Problem:
Please give, exactly as they appear below, the line with "[indicate] the dry" and every line after it through the final one, and nothing else.

Provided data:
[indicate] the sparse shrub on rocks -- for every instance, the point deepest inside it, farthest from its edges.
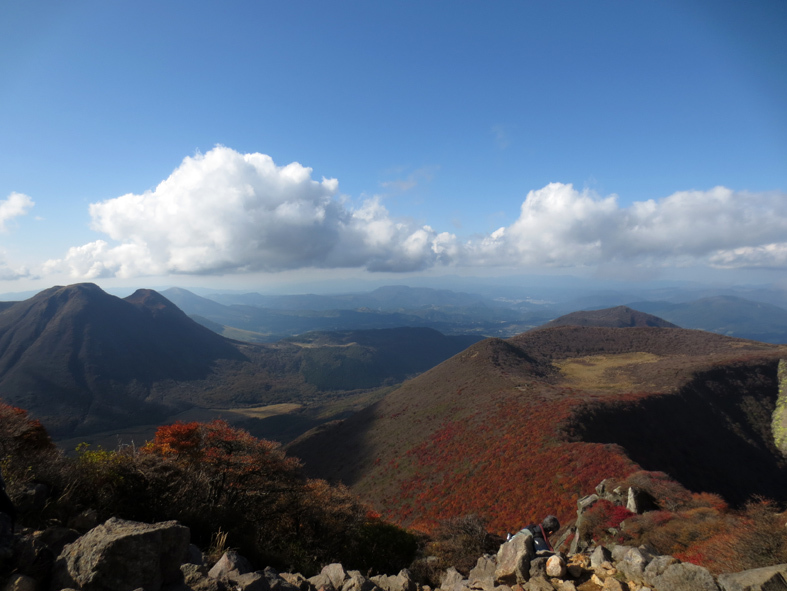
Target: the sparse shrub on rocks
(212, 478)
(459, 541)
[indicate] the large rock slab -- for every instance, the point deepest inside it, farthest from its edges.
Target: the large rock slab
(685, 576)
(513, 559)
(122, 555)
(401, 582)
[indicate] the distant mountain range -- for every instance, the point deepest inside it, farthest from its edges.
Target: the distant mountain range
(617, 317)
(269, 319)
(254, 317)
(83, 361)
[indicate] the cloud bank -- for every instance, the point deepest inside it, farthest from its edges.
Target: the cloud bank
(226, 212)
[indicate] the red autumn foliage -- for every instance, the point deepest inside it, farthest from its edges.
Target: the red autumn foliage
(512, 470)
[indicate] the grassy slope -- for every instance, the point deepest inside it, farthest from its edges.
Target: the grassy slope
(490, 430)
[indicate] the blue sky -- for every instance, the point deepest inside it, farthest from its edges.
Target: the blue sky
(246, 143)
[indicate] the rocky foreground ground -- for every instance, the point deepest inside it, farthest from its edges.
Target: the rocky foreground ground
(121, 555)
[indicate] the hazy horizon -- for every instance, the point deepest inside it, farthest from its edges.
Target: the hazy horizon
(270, 145)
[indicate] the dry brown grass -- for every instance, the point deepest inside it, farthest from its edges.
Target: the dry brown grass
(604, 372)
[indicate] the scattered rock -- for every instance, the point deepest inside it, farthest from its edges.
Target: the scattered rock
(483, 574)
(599, 555)
(513, 559)
(685, 576)
(556, 567)
(122, 556)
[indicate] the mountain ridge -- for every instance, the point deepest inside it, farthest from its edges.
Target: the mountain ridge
(481, 430)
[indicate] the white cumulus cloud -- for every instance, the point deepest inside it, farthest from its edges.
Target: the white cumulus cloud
(560, 226)
(17, 204)
(226, 212)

Answer section:
[indicate] the dry brown grass -- for every instance, the point deepest inside it, farthest from its edges.
Target: the dry brown grass
(604, 372)
[indicate] the scattered rock -- for every instance, the point deepest inside it, farthest from its edges.
Target: the scattered rock
(483, 574)
(599, 555)
(513, 559)
(685, 576)
(556, 567)
(122, 556)
[indicate] the mountain ridge -- for every instance, the point deepest inside it, farthest from its edges.
Target: the mountain ridge
(481, 430)
[indicate] the white cumulus cloud -- for every instance, the point deepest inside it, farthest from its edges.
Target: the white cumulus cloud
(560, 226)
(17, 204)
(226, 212)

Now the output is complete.